• [How to complete this task]: Include no pictures. Output exactly the lines from the one that contains "Target: white ice rink" through the final line of the entries.

• [Source data]:
========================================
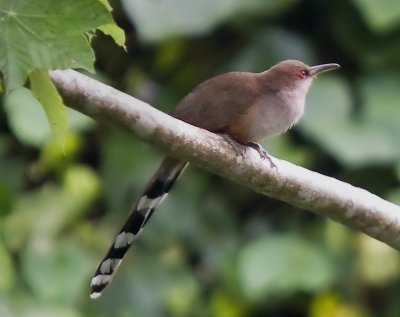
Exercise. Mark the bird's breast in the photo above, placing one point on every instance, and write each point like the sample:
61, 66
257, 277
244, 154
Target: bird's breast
269, 117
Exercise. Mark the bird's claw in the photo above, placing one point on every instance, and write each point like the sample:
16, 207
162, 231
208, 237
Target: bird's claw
263, 153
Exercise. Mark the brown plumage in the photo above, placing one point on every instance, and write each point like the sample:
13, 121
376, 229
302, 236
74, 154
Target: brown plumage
245, 106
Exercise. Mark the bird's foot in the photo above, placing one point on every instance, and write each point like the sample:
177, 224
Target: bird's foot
236, 146
263, 153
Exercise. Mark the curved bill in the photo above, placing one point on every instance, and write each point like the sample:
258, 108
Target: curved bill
314, 70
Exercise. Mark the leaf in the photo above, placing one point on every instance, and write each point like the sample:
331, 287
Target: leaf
369, 138
56, 272
26, 117
45, 91
7, 274
381, 16
115, 32
282, 264
156, 20
46, 34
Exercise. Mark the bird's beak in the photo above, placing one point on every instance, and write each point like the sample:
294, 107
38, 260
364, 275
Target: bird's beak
314, 70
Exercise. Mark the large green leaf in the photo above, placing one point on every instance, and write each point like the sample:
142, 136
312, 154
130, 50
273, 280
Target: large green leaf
370, 137
156, 20
46, 34
282, 264
382, 15
45, 91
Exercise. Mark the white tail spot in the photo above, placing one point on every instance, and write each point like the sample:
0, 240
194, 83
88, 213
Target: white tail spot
123, 239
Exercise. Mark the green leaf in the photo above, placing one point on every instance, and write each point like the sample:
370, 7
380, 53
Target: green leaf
46, 34
115, 32
26, 117
45, 91
56, 272
282, 264
7, 274
156, 20
382, 15
371, 136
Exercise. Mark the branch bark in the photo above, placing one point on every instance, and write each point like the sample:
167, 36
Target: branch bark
349, 205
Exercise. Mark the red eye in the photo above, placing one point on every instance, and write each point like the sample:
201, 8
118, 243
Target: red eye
303, 73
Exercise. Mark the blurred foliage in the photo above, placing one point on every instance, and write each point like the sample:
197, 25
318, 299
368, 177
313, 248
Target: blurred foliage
213, 248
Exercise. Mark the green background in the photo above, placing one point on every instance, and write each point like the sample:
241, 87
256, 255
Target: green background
213, 248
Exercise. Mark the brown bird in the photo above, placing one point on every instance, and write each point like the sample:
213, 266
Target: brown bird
246, 107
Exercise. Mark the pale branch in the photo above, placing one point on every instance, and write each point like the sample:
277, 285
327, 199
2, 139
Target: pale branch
352, 206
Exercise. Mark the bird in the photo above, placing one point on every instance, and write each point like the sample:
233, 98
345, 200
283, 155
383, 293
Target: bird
243, 106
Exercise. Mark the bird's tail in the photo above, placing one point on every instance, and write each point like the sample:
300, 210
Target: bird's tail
156, 190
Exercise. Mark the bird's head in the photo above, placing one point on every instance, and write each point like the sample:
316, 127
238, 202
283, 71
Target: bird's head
294, 74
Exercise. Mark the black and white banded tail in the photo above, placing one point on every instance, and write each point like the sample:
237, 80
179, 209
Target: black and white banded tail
155, 192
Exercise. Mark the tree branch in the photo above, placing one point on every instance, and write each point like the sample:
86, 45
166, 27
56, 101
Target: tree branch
295, 185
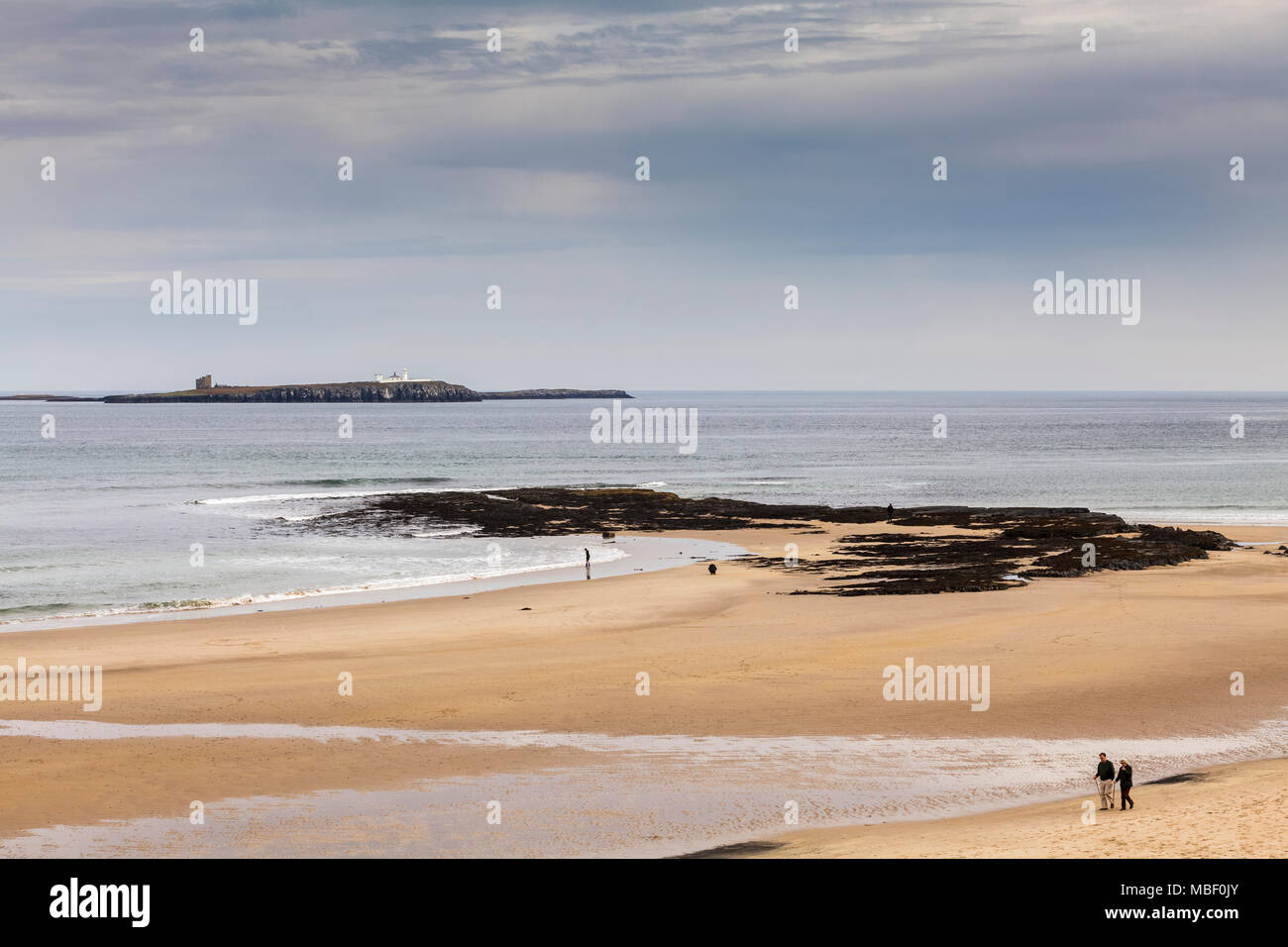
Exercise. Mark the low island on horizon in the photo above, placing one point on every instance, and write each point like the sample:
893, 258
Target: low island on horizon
393, 388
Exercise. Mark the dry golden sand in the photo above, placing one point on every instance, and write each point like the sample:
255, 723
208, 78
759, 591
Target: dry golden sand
1133, 654
1231, 812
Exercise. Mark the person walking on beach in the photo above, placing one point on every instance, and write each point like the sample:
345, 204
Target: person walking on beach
1106, 783
1124, 781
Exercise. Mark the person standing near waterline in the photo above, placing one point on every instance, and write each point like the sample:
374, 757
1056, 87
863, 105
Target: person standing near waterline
1124, 781
1106, 783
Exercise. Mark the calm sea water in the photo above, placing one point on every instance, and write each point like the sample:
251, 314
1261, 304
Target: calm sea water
102, 517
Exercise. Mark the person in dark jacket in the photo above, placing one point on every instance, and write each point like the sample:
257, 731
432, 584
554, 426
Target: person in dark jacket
1124, 781
1106, 783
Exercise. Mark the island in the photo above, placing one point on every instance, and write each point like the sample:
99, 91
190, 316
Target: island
393, 388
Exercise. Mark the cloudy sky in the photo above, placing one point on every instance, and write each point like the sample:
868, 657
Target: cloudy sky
768, 169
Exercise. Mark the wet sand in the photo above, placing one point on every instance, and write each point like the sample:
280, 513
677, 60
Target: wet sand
1127, 656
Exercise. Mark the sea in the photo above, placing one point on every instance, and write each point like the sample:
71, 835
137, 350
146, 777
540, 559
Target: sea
127, 510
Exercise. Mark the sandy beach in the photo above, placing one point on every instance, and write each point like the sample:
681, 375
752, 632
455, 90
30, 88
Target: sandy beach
1224, 812
1116, 656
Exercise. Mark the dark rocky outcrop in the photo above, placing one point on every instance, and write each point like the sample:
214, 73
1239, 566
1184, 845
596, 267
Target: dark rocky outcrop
351, 392
527, 393
340, 392
993, 548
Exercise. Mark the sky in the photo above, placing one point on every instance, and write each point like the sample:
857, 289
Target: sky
767, 169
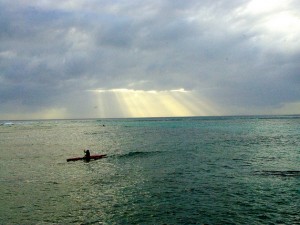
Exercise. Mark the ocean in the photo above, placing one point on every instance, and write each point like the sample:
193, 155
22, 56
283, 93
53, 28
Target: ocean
187, 170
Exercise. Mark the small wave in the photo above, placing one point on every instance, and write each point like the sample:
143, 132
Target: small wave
7, 124
137, 154
284, 173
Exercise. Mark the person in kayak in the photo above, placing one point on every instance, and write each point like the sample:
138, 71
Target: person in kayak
87, 155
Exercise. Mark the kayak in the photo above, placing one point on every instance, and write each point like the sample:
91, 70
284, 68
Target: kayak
94, 157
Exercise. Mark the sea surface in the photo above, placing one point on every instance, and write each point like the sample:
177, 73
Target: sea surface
189, 170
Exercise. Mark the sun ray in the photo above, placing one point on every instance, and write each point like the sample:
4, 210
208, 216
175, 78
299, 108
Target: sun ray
141, 103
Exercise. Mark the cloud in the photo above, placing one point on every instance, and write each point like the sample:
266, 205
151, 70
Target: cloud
239, 55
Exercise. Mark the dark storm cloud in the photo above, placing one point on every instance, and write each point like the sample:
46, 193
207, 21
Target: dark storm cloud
51, 51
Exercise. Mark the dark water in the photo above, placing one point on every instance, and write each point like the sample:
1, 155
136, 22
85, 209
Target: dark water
200, 170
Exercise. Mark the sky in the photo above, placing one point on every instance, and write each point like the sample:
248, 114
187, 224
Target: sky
150, 58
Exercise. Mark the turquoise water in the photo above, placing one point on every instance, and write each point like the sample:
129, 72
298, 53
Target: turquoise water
199, 170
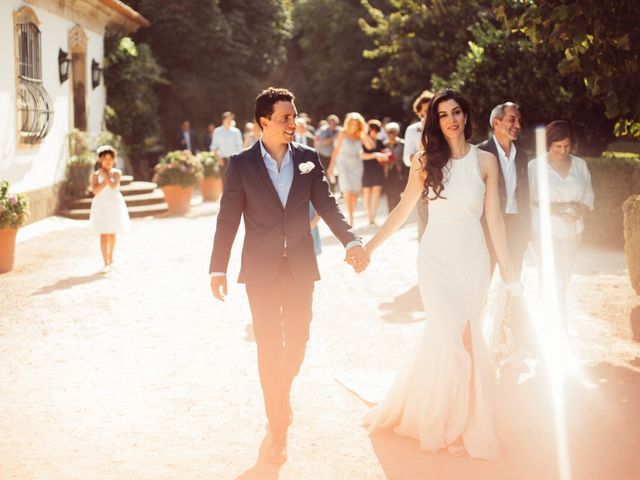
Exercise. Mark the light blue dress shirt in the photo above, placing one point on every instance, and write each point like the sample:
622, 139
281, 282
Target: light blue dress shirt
282, 181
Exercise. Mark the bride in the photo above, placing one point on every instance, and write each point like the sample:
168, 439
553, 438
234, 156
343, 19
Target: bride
442, 395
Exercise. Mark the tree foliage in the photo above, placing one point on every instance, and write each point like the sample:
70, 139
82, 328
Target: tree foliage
325, 66
501, 65
130, 76
415, 39
599, 40
216, 53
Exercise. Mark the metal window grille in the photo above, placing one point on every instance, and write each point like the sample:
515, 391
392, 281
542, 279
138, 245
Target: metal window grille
35, 109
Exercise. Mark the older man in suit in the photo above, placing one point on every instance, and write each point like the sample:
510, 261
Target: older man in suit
271, 185
513, 180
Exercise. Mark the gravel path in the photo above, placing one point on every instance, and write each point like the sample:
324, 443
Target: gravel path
139, 374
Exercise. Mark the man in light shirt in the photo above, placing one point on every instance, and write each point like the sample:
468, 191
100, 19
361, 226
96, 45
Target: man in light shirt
513, 181
413, 145
226, 140
186, 139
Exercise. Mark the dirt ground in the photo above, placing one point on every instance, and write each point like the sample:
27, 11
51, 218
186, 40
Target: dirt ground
140, 374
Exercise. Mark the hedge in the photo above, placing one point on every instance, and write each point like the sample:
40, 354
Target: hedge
614, 180
631, 209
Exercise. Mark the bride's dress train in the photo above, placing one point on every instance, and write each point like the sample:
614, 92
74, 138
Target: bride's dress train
443, 392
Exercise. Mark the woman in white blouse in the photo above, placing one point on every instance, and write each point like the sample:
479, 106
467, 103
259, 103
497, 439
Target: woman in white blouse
571, 196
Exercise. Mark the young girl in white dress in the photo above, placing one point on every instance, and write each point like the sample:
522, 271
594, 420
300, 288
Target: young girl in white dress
109, 214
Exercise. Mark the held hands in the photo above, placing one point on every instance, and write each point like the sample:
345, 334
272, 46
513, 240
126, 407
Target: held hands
358, 258
219, 287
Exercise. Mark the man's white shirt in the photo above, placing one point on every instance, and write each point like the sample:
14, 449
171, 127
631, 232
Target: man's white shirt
509, 174
412, 142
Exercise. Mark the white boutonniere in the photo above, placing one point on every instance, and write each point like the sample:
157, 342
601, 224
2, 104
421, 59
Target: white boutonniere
306, 167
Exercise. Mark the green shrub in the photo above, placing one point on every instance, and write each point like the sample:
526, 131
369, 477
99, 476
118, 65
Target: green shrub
613, 180
14, 208
631, 209
179, 167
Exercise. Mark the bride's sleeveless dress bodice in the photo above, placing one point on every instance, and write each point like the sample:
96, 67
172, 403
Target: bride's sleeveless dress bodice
441, 392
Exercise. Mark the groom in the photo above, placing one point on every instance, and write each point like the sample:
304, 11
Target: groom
271, 185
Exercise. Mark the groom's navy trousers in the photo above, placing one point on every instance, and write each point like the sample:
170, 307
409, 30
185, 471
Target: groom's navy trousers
279, 280
281, 313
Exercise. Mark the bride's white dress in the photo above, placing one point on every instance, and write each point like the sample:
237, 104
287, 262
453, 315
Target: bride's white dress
441, 391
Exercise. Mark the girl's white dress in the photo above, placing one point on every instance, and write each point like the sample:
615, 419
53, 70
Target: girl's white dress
109, 211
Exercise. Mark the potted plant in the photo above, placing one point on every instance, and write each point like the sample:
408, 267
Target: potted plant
176, 174
211, 184
14, 210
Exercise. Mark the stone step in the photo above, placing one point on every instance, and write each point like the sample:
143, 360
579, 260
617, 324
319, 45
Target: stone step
134, 212
138, 188
156, 196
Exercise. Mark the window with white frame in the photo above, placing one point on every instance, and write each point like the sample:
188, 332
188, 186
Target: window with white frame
35, 109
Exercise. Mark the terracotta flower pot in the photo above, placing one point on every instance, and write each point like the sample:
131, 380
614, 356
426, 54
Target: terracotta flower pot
211, 188
178, 198
7, 248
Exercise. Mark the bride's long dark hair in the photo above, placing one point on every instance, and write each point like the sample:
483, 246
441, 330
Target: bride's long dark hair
436, 150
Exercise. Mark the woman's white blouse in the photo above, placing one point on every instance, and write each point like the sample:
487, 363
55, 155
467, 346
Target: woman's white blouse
576, 187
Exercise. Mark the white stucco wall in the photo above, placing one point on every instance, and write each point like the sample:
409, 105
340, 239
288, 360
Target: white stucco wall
42, 166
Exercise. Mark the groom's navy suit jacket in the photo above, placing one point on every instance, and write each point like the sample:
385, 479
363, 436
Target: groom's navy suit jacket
249, 193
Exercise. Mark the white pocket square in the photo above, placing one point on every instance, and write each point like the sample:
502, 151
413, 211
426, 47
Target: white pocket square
306, 167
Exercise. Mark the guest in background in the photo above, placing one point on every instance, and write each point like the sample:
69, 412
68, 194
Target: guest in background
513, 184
346, 159
186, 139
226, 141
373, 174
396, 172
325, 139
413, 145
571, 196
251, 134
305, 116
302, 135
208, 136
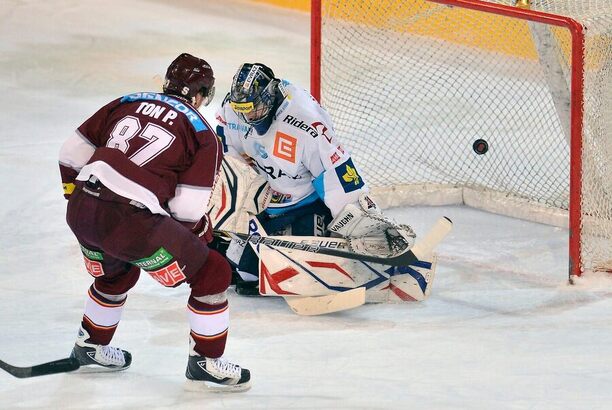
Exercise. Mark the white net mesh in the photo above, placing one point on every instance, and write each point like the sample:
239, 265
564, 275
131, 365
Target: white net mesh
411, 85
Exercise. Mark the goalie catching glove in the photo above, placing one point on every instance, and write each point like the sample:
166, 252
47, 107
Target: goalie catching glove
369, 232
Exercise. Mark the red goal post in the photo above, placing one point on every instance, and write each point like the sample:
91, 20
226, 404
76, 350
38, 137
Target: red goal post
497, 39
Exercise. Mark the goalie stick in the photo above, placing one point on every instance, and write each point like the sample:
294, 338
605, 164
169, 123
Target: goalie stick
405, 258
67, 364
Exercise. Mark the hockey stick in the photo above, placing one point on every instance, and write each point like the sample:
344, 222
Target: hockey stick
320, 305
405, 258
68, 364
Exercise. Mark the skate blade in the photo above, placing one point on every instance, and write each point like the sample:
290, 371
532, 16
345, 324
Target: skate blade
203, 386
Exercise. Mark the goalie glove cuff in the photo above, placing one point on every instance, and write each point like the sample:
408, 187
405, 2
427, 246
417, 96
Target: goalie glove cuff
368, 231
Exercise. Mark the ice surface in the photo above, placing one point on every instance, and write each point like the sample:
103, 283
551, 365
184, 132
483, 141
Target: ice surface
501, 330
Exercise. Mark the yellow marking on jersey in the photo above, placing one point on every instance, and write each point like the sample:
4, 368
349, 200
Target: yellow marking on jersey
351, 175
242, 107
68, 188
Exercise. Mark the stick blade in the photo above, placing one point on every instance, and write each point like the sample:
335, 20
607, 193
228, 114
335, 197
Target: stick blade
57, 366
321, 305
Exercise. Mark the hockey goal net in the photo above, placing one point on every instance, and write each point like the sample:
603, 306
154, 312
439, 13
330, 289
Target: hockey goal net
412, 85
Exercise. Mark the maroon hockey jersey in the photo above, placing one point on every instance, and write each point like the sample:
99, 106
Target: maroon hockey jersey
148, 147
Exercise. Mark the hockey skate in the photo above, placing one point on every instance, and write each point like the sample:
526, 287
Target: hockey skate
216, 375
98, 358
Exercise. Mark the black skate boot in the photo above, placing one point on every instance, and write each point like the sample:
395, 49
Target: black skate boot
216, 374
99, 358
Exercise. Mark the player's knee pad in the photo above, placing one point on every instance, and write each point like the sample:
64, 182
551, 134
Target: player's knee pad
213, 277
118, 284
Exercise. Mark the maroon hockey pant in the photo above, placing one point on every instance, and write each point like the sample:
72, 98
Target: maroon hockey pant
118, 239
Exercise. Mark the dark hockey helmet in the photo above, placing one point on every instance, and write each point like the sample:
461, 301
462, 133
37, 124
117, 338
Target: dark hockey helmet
187, 76
253, 95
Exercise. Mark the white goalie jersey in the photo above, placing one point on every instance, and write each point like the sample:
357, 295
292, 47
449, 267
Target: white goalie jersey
299, 155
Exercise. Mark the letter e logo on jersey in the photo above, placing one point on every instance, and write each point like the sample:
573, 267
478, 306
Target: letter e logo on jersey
348, 176
168, 276
285, 147
94, 268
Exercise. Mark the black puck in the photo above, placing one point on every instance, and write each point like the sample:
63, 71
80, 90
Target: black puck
480, 146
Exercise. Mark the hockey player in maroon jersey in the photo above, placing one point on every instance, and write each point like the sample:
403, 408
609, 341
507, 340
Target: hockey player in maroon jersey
138, 175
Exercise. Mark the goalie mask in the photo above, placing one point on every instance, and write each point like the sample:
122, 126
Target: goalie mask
187, 76
253, 95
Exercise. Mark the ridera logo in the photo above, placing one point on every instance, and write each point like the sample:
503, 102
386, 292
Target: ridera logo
297, 123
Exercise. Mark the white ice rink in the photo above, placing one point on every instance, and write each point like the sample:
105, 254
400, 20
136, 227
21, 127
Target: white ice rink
501, 330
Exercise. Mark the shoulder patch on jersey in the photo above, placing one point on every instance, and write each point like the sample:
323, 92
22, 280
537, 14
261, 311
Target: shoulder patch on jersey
285, 147
348, 176
192, 115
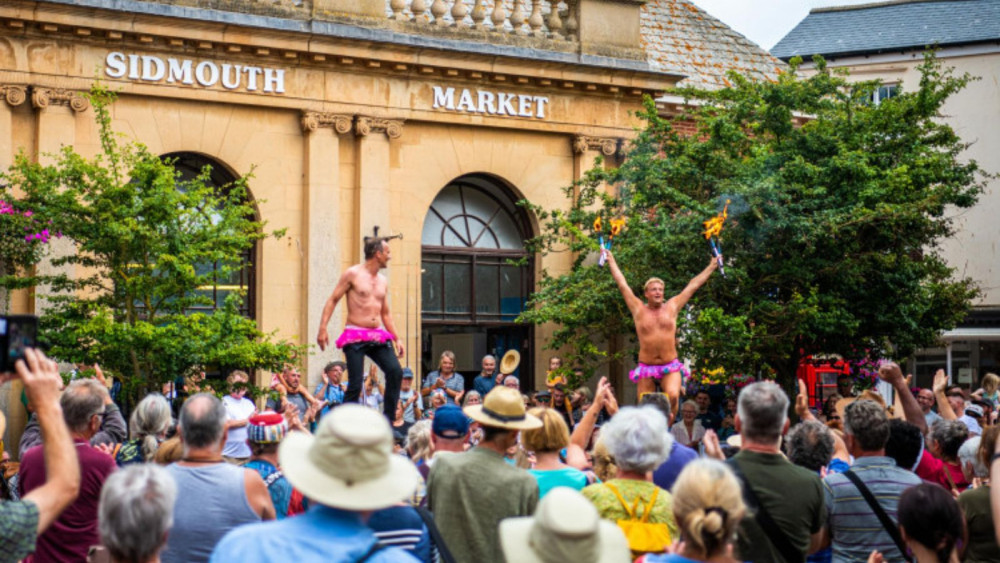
========================================
• [Answer for this exercise]:
Target: white ice rink
501, 330
Exercise. Mark the shoulder patch on jersey in the photo above, placing one point on every instance, and write each point like the sample:
323, 92
22, 280
537, 14
261, 311
Target: shoulder patch on jersey
285, 147
348, 176
192, 115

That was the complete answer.